TASK:
Copy out all the entries exactly.

═════ INFORMATION GIVEN

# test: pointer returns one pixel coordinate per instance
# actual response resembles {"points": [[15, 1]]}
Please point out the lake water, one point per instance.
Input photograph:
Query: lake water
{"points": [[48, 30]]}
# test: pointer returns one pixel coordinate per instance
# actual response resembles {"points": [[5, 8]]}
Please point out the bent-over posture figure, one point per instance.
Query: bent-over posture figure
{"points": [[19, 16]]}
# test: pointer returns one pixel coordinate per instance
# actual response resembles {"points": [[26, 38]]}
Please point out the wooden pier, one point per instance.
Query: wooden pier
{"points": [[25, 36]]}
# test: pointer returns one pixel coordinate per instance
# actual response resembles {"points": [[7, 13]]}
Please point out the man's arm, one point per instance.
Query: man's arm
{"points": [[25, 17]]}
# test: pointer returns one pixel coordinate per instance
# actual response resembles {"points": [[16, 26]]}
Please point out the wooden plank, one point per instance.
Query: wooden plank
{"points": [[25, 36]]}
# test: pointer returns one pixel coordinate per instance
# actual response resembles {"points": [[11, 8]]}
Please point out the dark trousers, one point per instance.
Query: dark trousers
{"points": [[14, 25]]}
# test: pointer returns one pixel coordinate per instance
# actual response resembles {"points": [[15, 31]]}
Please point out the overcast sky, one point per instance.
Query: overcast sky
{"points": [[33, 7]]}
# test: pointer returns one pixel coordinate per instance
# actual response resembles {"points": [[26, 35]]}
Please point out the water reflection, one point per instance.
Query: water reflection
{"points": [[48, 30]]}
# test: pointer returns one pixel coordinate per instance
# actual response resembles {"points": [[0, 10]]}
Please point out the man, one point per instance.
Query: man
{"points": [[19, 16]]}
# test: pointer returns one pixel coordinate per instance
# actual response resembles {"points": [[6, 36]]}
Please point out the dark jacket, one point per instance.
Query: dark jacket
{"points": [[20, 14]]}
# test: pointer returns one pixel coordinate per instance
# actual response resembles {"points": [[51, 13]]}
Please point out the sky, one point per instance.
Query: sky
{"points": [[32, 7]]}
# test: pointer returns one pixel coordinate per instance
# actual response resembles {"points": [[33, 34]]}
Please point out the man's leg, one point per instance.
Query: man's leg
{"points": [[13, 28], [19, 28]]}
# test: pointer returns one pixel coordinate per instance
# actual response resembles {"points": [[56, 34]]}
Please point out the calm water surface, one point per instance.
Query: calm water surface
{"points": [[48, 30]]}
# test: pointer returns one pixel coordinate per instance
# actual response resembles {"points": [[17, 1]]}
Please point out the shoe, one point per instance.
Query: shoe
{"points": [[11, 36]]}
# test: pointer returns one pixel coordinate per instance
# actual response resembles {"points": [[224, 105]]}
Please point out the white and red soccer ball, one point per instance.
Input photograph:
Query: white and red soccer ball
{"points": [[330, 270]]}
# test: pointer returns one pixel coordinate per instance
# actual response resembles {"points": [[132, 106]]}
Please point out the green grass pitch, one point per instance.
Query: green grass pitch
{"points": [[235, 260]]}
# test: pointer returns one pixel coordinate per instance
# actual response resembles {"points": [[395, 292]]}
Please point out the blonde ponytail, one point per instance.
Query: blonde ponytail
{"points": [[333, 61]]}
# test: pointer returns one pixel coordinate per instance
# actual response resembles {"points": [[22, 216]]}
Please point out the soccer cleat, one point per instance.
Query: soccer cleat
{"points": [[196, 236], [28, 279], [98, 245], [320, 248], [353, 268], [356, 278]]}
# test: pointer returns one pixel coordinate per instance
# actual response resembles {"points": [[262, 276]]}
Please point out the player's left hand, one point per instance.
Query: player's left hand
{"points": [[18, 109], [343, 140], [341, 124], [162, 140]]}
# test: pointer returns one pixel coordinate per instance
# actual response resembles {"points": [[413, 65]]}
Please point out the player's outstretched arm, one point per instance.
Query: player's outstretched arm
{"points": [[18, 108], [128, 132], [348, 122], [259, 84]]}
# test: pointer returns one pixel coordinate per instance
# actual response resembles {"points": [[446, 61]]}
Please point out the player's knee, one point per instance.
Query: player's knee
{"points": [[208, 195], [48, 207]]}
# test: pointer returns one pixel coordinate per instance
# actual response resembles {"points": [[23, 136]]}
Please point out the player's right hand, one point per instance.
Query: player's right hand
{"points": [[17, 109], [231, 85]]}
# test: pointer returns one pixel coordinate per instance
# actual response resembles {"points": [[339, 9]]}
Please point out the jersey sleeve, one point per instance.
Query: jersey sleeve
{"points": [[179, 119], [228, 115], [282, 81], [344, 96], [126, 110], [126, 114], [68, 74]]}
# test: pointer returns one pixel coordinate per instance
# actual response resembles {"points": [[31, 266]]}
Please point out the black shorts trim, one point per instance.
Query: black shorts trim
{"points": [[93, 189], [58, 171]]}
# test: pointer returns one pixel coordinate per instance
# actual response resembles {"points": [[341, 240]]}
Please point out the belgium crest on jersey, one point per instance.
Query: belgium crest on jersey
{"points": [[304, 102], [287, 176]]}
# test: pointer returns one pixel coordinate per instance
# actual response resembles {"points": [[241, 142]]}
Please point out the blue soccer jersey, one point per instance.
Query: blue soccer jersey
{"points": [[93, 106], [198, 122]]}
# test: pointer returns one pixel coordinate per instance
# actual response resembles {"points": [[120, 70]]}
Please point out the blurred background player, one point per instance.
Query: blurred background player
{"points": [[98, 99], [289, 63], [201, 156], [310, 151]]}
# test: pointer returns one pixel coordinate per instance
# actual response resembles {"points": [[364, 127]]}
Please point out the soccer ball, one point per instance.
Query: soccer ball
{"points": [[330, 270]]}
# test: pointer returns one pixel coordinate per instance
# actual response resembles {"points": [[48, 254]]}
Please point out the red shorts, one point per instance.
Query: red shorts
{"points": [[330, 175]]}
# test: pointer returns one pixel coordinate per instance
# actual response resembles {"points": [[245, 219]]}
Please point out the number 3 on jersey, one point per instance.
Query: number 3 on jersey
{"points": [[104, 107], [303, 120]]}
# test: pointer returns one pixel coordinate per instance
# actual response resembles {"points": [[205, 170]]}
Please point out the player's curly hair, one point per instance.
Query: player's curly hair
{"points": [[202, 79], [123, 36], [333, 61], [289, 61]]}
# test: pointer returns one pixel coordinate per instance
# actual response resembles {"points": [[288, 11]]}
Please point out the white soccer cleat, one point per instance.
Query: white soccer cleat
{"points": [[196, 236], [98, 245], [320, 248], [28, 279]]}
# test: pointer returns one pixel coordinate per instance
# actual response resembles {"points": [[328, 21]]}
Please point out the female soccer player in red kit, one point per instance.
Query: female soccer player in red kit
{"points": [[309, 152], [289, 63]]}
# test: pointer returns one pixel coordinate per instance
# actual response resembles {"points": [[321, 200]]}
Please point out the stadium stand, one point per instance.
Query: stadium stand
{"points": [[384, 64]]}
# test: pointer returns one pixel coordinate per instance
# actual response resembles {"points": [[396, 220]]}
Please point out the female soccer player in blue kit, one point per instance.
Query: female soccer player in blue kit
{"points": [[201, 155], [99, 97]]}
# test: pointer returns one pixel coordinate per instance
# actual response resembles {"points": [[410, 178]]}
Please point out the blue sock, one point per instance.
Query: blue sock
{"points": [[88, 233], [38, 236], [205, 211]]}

══════════

TASK RESULT:
# test: pointer returns one pixel coordinate per instance
# actual response resembles {"points": [[15, 1]]}
Please point out the lake water, one point per instance.
Input photograph:
Query: lake water
{"points": [[48, 30]]}
# test: pointer returns one pixel coordinate per instance
# actual response resembles {"points": [[5, 8]]}
Please point out the bent-over posture figure, one point per instance.
Query: bent-over posture figure
{"points": [[19, 16]]}
# test: pointer returns one pixel coordinate per instance
# actual response resembles {"points": [[26, 38]]}
Please point out the wooden pier, one point per instance.
Query: wooden pier
{"points": [[25, 36]]}
# test: pointer returns one pixel coordinate per instance
# actual response resembles {"points": [[7, 13]]}
Please point out the man's arm, one point per instance.
Query: man's arm
{"points": [[25, 17]]}
# test: pointer returns one pixel coordinate per instance
# actual response resembles {"points": [[16, 26]]}
Please point out the wooden plank, one point per instance.
Query: wooden plank
{"points": [[25, 36]]}
# test: pointer returns one pixel coordinate per instance
# actual response resembles {"points": [[11, 8]]}
Please point out the dark trousers, one point per instance.
Query: dark trousers
{"points": [[14, 25]]}
# test: pointer returns one pixel coordinate per instance
# actual response resembles {"points": [[15, 31]]}
Please point out the overcast sky, one point per instance.
Query: overcast sky
{"points": [[33, 7]]}
# test: pointer returns one pixel coordinate per instance
# actual response resembles {"points": [[26, 35]]}
Please point out the water reflection, one point per instance.
Query: water reflection
{"points": [[48, 30]]}
# test: pointer returns one pixel coordinate per instance
# actual response resembles {"points": [[0, 10]]}
Please point out the man, one point per instance.
Query: man
{"points": [[19, 16]]}
# test: pointer returns one pixel coordinate per instance
# actual response resembles {"points": [[6, 36]]}
Please point out the dark jacket, one point per instance.
Query: dark jacket
{"points": [[20, 14]]}
# test: pointer returns one pixel coordinate per instance
# actual response resembles {"points": [[51, 13]]}
Please point out the sky, one point per instance.
Query: sky
{"points": [[32, 7]]}
# test: pointer returns one pixel coordinate per instance
# actual response resembles {"points": [[33, 34]]}
Please point out the man's leg, one point per instance.
Query: man's leg
{"points": [[13, 28], [19, 28]]}
# test: pointer returns one pixel coordinate per instance
# actual response resembles {"points": [[56, 34]]}
Please point out the calm water surface, one point per instance.
Query: calm water surface
{"points": [[48, 30]]}
# test: pointer returns one pixel coordinate per instance
# actual response resembles {"points": [[17, 1]]}
Please point out the shoe, one point per instance.
Query: shoe
{"points": [[11, 36]]}
# test: pointer returns one pixel coordinate per instance
# actual response resembles {"points": [[224, 105]]}
Please point out the white and red soccer ball, one point per instance.
Input photograph:
Query: white and red soccer ball
{"points": [[330, 270]]}
# test: pointer returns one pixel coordinate per instance
# actual response resembles {"points": [[132, 106]]}
Please point out the green grass pitch, one point per instance.
Query: green grass pitch
{"points": [[235, 260]]}
# test: pointer returns one pixel coordinate per instance
# actual response resembles {"points": [[395, 292]]}
Please point out the blonde ponytail, one point per instance.
Query: blonde ponytail
{"points": [[333, 61]]}
# test: pointer returns one pixel coordinate per instance
# actual response resembles {"points": [[22, 216]]}
Please point out the soccer cleat, one point per instance.
Query: soccer cleat
{"points": [[196, 236], [28, 279], [98, 245], [320, 248], [353, 268], [356, 278]]}
# test: pointer returns one pixel coordinate per instance
# actual response resembles {"points": [[262, 276]]}
Please point out the player's left hand, one point per instance.
Query: player's left hand
{"points": [[18, 109], [343, 140], [341, 124], [162, 140]]}
# test: pointer returns one pixel coordinate per instance
# actual response resembles {"points": [[413, 65]]}
Please point out the player's outstretched arm, one point per instance.
Query: player's outstretched arm
{"points": [[18, 108], [128, 132], [348, 122], [259, 84]]}
# test: pointer returns one pixel coordinate per instance
# actual response resembles {"points": [[446, 61]]}
Please point out the player's knee, one point per instance.
Query: player's knee
{"points": [[208, 195], [48, 207]]}
# test: pointer returns one pixel coordinate per instance
# actual response resembles {"points": [[23, 136]]}
Please point out the player's right hand, one point per instance.
Query: player's right hand
{"points": [[17, 109], [231, 85]]}
# test: pointer returns one pixel coordinate per instance
# actual response resembles {"points": [[339, 9]]}
Please point out the jersey sleeve, one point per instance.
Query: jersey sleeve
{"points": [[179, 119], [228, 115], [282, 81], [344, 96], [126, 110], [126, 114], [68, 74]]}
# test: pointer returns one pixel coordinate per instance
# actual response resembles {"points": [[31, 266]]}
Please point out the black shorts trim, one point per instance.
Query: black shorts trim
{"points": [[93, 189], [58, 171]]}
# test: pointer returns one pixel coordinate per instance
# actual response resembles {"points": [[341, 240]]}
Please point out the belgium crest on jersey, one point per instance.
Query: belgium crest on jersey
{"points": [[304, 102], [287, 176]]}
# test: pointer returns one pixel coordinate per instance
# actual response resembles {"points": [[241, 142]]}
Please point out the blue soccer jersey, one point per instance.
Query: blue soccer jersey
{"points": [[93, 106], [198, 122]]}
# test: pointer returns one pixel coordinate per instance
# actual response resembles {"points": [[120, 70]]}
Please point out the blurred background player, one point per instance.
Query: blurred background player
{"points": [[98, 99], [289, 63], [201, 156], [310, 151]]}
# test: pointer returns one pixel coordinate per instance
# actual response resembles {"points": [[364, 127]]}
Please point out the soccer ball, one point per instance.
Query: soccer ball
{"points": [[330, 270]]}
# test: pointer returns one pixel coordinate per instance
# actual response resembles {"points": [[48, 254]]}
Please point out the red shorts, one point per instance.
Query: red shorts
{"points": [[330, 175]]}
# test: pointer returns one pixel coordinate per instance
# actual response resembles {"points": [[245, 219]]}
Please point out the number 3 on jersey, one point per instance.
Query: number 3 on jersey
{"points": [[104, 107], [303, 120]]}
# test: pointer returns one pixel coordinate per instance
# actual response resembles {"points": [[205, 170]]}
Please point out the player's curly hair, one point per instance.
Query: player's curly hair
{"points": [[202, 79], [123, 36], [333, 61], [289, 61]]}
# test: pointer returns one pixel coordinate per instance
# actual response resembles {"points": [[288, 11]]}
Please point out the white soccer cleat, one point per instance.
Query: white soccer cleat
{"points": [[196, 236], [98, 245], [320, 248], [28, 279]]}
# test: pointer returns one pixel coordinate per instance
# actual response resembles {"points": [[328, 21]]}
Please point out the female soccer player in red kit, one point per instance.
Query: female soccer player in red kit
{"points": [[309, 152], [289, 63]]}
# test: pointer returns one pixel coordinate per instance
# actual response resembles {"points": [[321, 200]]}
Please point out the stadium stand, one point per instance.
Query: stadium stand
{"points": [[384, 64]]}
# test: pointer returns one pixel coordinate per instance
# actual response resembles {"points": [[396, 220]]}
Please point out the female soccer player in blue kit, one point per instance.
Query: female soccer player in blue kit
{"points": [[201, 155], [99, 97]]}
# test: pointer returns one pixel coordinate per instance
# actual response resembles {"points": [[410, 178]]}
Please point out the blue sock, one point per instance.
Query: blue sock
{"points": [[88, 233], [38, 236], [205, 211]]}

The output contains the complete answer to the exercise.